PROBLEM TO WORK ON: Each line of the data should be duplicated precisely.

(Saved data entries)
»»
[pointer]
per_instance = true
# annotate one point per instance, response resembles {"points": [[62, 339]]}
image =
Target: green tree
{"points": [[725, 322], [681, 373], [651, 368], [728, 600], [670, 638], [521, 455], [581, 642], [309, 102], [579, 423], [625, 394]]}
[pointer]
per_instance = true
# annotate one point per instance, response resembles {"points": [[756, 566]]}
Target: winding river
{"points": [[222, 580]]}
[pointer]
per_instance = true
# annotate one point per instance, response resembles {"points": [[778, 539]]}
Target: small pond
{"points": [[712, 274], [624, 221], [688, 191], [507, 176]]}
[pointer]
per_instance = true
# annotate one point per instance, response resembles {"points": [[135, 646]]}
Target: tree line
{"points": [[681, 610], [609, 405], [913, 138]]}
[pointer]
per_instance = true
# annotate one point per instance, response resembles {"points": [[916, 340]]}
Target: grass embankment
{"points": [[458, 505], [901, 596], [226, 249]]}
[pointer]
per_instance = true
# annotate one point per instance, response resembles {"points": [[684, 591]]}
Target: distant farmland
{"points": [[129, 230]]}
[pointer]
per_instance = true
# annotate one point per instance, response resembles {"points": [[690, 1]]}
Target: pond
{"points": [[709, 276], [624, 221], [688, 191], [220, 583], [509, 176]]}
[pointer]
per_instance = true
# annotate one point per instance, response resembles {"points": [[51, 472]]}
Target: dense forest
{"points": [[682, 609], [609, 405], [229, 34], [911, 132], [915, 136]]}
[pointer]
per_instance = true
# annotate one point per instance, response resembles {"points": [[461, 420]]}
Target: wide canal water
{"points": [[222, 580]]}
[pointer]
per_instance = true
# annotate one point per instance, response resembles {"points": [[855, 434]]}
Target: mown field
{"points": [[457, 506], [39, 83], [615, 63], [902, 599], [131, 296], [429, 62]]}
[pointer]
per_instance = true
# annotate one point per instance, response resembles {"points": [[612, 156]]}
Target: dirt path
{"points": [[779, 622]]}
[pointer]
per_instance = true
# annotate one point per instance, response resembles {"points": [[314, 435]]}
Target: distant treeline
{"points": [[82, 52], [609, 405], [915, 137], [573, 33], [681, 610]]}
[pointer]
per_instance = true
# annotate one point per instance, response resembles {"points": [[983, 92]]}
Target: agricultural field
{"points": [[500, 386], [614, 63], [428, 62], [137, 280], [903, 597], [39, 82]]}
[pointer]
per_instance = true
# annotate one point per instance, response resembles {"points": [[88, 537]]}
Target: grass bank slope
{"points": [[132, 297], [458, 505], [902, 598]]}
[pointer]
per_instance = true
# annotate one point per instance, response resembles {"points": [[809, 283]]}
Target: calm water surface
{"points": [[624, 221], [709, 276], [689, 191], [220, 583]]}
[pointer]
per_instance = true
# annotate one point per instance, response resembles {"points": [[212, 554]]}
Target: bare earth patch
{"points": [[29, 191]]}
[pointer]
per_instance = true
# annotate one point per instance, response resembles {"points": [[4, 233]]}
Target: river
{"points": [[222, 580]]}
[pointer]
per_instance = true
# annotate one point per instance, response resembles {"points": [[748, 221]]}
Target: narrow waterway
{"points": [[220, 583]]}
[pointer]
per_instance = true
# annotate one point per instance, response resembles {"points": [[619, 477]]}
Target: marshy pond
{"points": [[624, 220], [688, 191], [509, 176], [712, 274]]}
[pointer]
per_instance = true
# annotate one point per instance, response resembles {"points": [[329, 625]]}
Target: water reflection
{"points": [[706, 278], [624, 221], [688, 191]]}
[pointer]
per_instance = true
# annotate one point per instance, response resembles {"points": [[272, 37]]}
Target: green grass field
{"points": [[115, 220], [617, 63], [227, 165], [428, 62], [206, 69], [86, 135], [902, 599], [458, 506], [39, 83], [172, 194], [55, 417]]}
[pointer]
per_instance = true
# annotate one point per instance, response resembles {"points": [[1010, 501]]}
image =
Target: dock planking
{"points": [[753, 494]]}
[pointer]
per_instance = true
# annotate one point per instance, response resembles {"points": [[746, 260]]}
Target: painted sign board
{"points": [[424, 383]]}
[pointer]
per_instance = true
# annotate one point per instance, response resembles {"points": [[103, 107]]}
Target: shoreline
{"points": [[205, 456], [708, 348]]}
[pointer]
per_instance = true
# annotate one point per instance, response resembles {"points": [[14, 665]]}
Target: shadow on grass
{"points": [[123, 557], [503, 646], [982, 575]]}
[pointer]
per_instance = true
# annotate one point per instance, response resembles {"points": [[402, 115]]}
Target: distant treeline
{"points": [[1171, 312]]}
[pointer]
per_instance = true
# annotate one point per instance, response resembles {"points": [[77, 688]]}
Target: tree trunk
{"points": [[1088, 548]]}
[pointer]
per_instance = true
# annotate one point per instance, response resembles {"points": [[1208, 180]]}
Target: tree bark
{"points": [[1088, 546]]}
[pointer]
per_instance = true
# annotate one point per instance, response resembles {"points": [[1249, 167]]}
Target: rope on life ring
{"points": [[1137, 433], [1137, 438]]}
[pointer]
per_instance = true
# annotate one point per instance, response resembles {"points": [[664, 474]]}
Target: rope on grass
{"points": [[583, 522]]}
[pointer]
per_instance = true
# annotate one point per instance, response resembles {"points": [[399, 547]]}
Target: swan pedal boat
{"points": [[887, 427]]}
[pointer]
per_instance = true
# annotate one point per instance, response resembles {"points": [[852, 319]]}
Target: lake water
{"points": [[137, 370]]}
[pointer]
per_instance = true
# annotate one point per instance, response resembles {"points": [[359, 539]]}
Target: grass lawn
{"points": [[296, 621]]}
««
ANSWER BELOW:
[pointer]
per_instance = true
# annotate one point per instance, response resembles {"points": [[62, 339]]}
image =
Target: green tree
{"points": [[725, 322], [681, 373], [651, 368], [728, 600], [670, 638], [521, 455], [581, 642], [309, 102], [579, 423], [625, 394]]}
[pointer]
per_instance = true
# annotate one point per instance, response resembles {"points": [[756, 566]]}
Target: winding river
{"points": [[222, 580]]}
[pointer]
per_instance = true
# annotate one point per instance, response resembles {"points": [[778, 539]]}
Target: small pond
{"points": [[712, 274], [624, 221], [688, 191], [507, 176]]}
[pointer]
per_instance = true
# annotate one point per instance, response resembles {"points": [[135, 646]]}
Target: tree line
{"points": [[681, 610], [609, 405], [913, 138]]}
[pointer]
per_instance = true
# annotate one point per instance, response resembles {"points": [[916, 340]]}
Target: grass embankment
{"points": [[458, 505], [901, 596], [226, 249]]}
[pointer]
per_instance = true
# annotate one point per instance, response resembles {"points": [[684, 591]]}
Target: distant farmland
{"points": [[129, 230]]}
[pointer]
per_instance = true
# annotate one point per instance, response resembles {"points": [[690, 1]]}
Target: pond
{"points": [[709, 276], [624, 221], [688, 191], [220, 583], [509, 176]]}
[pointer]
per_instance = true
# annotate one point per instance, response resembles {"points": [[51, 472]]}
Target: dense forest
{"points": [[682, 609], [609, 405], [229, 34], [911, 132], [915, 136]]}
[pointer]
per_instance = true
# annotate one point per instance, response resembles {"points": [[461, 420]]}
Target: wide canal water
{"points": [[222, 580]]}
[pointer]
per_instance = true
# annotate one point per instance, response resembles {"points": [[855, 434]]}
Target: mown field
{"points": [[457, 506], [39, 83], [615, 63], [902, 599], [131, 296], [429, 62]]}
[pointer]
per_instance = true
# annotate one point per instance, response resembles {"points": [[612, 156]]}
Target: dirt path
{"points": [[779, 622]]}
[pointer]
per_instance = true
# annotate one point per instance, response resembles {"points": [[314, 435]]}
Target: distant treeline
{"points": [[82, 52], [609, 405], [915, 137], [573, 33], [681, 610]]}
[pointer]
per_instance = true
# annotate one point per instance, response resembles {"points": [[983, 92]]}
Target: agricultural field
{"points": [[500, 386], [614, 63], [428, 62], [137, 280], [903, 597], [39, 82]]}
[pointer]
per_instance = true
# annotate one point per instance, response resembles {"points": [[88, 537]]}
Target: grass bank slope
{"points": [[132, 297], [458, 505], [902, 598]]}
[pointer]
per_instance = true
# annotate one point per instance, response resembles {"points": [[809, 283]]}
Target: calm water surface
{"points": [[624, 221], [709, 276], [689, 191], [220, 583]]}
[pointer]
per_instance = true
# annotate one point per instance, response resembles {"points": [[212, 554]]}
Target: bare earth patch
{"points": [[29, 191]]}
[pointer]
per_instance = true
# annotate one point per instance, response resembles {"points": [[4, 233]]}
Target: river
{"points": [[222, 580]]}
[pointer]
per_instance = true
# annotate one point per instance, response resembles {"points": [[748, 221]]}
Target: narrow waterway
{"points": [[220, 583]]}
[pointer]
per_instance = true
# annotate one point per instance, response resembles {"points": [[619, 477]]}
Target: marshy pond
{"points": [[624, 220], [688, 191], [509, 176], [712, 274]]}
[pointer]
per_instance = true
# annotate one point per instance, response resembles {"points": [[329, 625]]}
Target: water reflection
{"points": [[706, 278], [624, 221], [688, 191]]}
[pointer]
per_instance = true
# annotate one point per instance, response resembles {"points": [[272, 37]]}
Target: green grass field
{"points": [[115, 220], [617, 63], [227, 165], [428, 62], [206, 69], [86, 135], [902, 599], [458, 506], [39, 83], [172, 194], [55, 417]]}
[pointer]
per_instance = true
# annotate one point per instance, response resembles {"points": [[1010, 501]]}
image =
Target: dock planking
{"points": [[753, 494]]}
[pointer]
per_instance = true
# annotate one point per instance, response resembles {"points": [[746, 260]]}
Target: painted sign board
{"points": [[424, 383]]}
[pointer]
per_instance = true
# annotate one point per instance, response resembles {"points": [[103, 107]]}
Target: shoreline
{"points": [[205, 456], [708, 348]]}
[pointer]
per_instance = true
# annotate one point per instance, response resembles {"points": [[14, 665]]}
Target: shadow on grass
{"points": [[123, 557], [503, 646], [982, 575]]}
[pointer]
per_instance = true
# annotate one point per instance, response resembles {"points": [[402, 115]]}
Target: distant treeline
{"points": [[1171, 312]]}
[pointer]
per_instance = true
# annotate one point per instance, response resembles {"points": [[77, 688]]}
Target: tree trunk
{"points": [[1088, 548]]}
[pointer]
per_instance = true
# annotate one point per instance, response resembles {"points": [[1208, 180]]}
Target: tree bark
{"points": [[1088, 546]]}
[pointer]
per_instance = true
# annotate one point per instance, response resembles {"points": [[1249, 167]]}
Target: rope on life ring
{"points": [[1137, 433], [1137, 438]]}
[pointer]
per_instance = true
# annotate one point per instance, response resembles {"points": [[664, 474]]}
Target: rope on grass
{"points": [[583, 522]]}
[pointer]
per_instance = true
# annotate one point per instance, response resembles {"points": [[399, 547]]}
Target: swan pedal boat
{"points": [[887, 427]]}
[pointer]
per_instance = true
# annotate one point per instance, response resembles {"points": [[852, 319]]}
Target: lake water
{"points": [[137, 370]]}
[pointer]
per_instance = true
# annotate one point per instance, response resembles {"points": [[359, 539]]}
Target: grass lawn
{"points": [[296, 621]]}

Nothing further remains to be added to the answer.